● **THE REQUEST**: Output the data below in full, byte for byte. Nothing may differ.

● **SUPPLIED RECORDS**:
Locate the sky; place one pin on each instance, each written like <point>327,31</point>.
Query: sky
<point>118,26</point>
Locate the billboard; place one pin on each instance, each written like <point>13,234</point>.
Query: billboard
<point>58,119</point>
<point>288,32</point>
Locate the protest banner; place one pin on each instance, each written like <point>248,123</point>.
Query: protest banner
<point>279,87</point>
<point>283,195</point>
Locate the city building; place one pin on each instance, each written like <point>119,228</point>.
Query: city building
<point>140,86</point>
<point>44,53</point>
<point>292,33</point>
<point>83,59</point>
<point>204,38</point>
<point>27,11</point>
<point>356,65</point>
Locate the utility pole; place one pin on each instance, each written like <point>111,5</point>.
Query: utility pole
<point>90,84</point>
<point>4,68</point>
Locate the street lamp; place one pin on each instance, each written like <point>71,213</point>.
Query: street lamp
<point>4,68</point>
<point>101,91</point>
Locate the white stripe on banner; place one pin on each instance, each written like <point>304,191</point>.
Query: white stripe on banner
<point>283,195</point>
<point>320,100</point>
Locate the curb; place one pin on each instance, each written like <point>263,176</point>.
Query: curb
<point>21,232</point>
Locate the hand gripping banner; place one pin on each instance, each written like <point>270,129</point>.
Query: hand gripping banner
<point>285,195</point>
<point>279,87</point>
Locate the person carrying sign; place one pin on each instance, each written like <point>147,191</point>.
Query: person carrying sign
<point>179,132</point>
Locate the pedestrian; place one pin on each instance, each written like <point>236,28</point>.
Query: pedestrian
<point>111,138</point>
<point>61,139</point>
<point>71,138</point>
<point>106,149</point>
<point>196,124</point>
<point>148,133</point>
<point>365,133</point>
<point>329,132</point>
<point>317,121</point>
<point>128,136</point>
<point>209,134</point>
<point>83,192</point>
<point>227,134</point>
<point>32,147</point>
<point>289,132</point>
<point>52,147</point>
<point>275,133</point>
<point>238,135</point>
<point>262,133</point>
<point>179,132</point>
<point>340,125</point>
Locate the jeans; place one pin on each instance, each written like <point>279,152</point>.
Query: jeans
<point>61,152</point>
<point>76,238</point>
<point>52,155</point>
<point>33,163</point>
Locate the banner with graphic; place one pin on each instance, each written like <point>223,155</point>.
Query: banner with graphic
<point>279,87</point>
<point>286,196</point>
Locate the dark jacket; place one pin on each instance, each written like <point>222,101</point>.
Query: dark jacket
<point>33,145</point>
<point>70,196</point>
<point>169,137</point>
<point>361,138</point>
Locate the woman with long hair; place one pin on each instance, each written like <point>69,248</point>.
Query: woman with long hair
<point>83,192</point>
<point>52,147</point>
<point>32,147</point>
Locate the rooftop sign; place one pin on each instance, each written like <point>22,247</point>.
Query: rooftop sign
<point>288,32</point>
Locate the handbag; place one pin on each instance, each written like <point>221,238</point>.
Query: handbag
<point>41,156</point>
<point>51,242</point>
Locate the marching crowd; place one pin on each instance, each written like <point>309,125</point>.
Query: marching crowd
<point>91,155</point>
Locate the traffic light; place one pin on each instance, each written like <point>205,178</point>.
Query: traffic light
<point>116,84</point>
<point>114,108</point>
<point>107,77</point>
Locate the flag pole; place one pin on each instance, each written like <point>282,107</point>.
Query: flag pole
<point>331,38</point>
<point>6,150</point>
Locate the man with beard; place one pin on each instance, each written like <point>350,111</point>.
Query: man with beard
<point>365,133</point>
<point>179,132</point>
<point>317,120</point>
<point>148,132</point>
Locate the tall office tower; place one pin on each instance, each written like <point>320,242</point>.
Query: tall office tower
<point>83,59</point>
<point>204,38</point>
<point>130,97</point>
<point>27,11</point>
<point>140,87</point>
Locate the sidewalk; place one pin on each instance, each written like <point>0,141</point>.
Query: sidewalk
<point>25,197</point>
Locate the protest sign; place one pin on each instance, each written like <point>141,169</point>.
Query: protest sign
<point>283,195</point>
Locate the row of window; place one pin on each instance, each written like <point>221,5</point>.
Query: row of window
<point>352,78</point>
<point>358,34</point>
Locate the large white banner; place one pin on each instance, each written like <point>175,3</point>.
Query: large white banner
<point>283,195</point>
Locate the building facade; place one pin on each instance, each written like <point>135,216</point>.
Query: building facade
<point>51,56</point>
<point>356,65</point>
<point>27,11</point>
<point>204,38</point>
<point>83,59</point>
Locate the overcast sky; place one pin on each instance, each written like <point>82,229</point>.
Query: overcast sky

● **WRITTEN RESPONSE**:
Locate the sky; place one pin on each instance, each written like <point>327,31</point>.
Query: sky
<point>118,26</point>
Locate the billboard; place one pin on each instance, each written like <point>13,234</point>.
Query: billboard
<point>58,119</point>
<point>288,32</point>
Locate the protest banner; place one pin on each instance, each written like <point>248,123</point>.
Query: protest banner
<point>279,87</point>
<point>283,195</point>
Locate the city building; place one pin on each instance, each written like <point>119,228</point>.
Query: city building
<point>140,86</point>
<point>44,53</point>
<point>292,33</point>
<point>83,59</point>
<point>204,38</point>
<point>27,11</point>
<point>356,65</point>
Locate the utility pole; place one pin on each instance, each written like <point>111,5</point>.
Query: utility pole
<point>90,84</point>
<point>4,68</point>
Locate the street lamp; place one pin on each instance, each written like <point>71,213</point>.
Query: street lamp
<point>4,68</point>
<point>101,91</point>
Locate the white stripe on banner; place one pin on each instance, each written like <point>304,191</point>.
Query: white stripe on banner
<point>283,195</point>
<point>320,100</point>
Locate the curb; place one pin on each instance, each written like <point>263,176</point>.
Query: curb
<point>21,232</point>
Locate the hand gripping banner; place one pin on each instance, each written like <point>270,129</point>.
Query: hand gripping banner
<point>285,195</point>
<point>279,87</point>
Locate the person carrying sign; place one pin on each instance, each written like <point>147,191</point>.
Query: person carrying sign
<point>179,132</point>
Locate the pedestrian; place one pin on each instance, each written like <point>236,28</point>.
Query: pedestrian
<point>111,138</point>
<point>61,139</point>
<point>71,138</point>
<point>106,149</point>
<point>196,124</point>
<point>148,133</point>
<point>365,133</point>
<point>329,132</point>
<point>317,121</point>
<point>128,136</point>
<point>209,134</point>
<point>83,192</point>
<point>227,134</point>
<point>32,147</point>
<point>289,132</point>
<point>52,147</point>
<point>275,133</point>
<point>238,135</point>
<point>262,133</point>
<point>179,132</point>
<point>340,125</point>
Locate the jeans; place one pin on each instance, each written like <point>279,152</point>.
Query: jeans
<point>61,152</point>
<point>76,238</point>
<point>52,155</point>
<point>33,163</point>
Locate the banner with graphic; place one pin on each instance, each written like <point>223,155</point>.
Query: banner with graphic
<point>279,87</point>
<point>286,196</point>
Locate the dark jacket; place one pin on each instance, each written like <point>222,101</point>.
Query: dark jacket
<point>33,145</point>
<point>70,196</point>
<point>169,137</point>
<point>361,138</point>
Locate the woman with long hair; place one pin on each instance, each written like <point>69,248</point>.
Query: woman with long hair
<point>83,192</point>
<point>52,147</point>
<point>32,147</point>
Locate the rooftop sign; place one pin on each instance, each written like <point>22,247</point>.
Query: rooftop sign
<point>288,32</point>
Locate the handbag; place one pin on each instance, each written like <point>221,238</point>.
Query: handbag
<point>41,156</point>
<point>51,242</point>
Locate the marching crowd; place one pin on each instance, each written like <point>309,125</point>.
Query: marching crowd
<point>91,155</point>
Locate the traffic light; place one pin on each instance, each written like <point>205,178</point>.
Query: traffic light
<point>116,84</point>
<point>114,108</point>
<point>107,77</point>
Locate the flag pole; place one pin on each instance, each written like <point>282,107</point>.
Query: flag pole
<point>331,38</point>
<point>6,150</point>
Locate the man with beard; place one pin on each instance, each written like <point>350,111</point>.
Query: man with beard
<point>365,133</point>
<point>179,132</point>
<point>317,120</point>
<point>148,132</point>
Locate the tall office tower; place one pin on each instance, each written like <point>320,242</point>.
Query: tall office tower
<point>83,59</point>
<point>204,38</point>
<point>130,97</point>
<point>27,11</point>
<point>140,87</point>
Locate the sidewalk; place one pin on each instance, each written like <point>0,141</point>.
Query: sidewalk
<point>25,197</point>
Locate the protest sign; place one pin on each instance, each written like <point>141,169</point>.
Query: protest sign
<point>283,195</point>
Locate the row of window; place one pin on each instance, each written like <point>221,5</point>.
Query: row of window
<point>352,78</point>
<point>358,34</point>
Locate the large white banner; place one pin on each instance, each written like <point>175,3</point>.
Query: large white banner
<point>283,195</point>
Locate the building facade; place one pin on each instance, each written like <point>135,216</point>.
Query: building facade
<point>51,56</point>
<point>356,65</point>
<point>27,11</point>
<point>204,38</point>
<point>83,59</point>
Locate the overcast sky; place one pin on each instance, each written like <point>82,229</point>.
Query: overcast sky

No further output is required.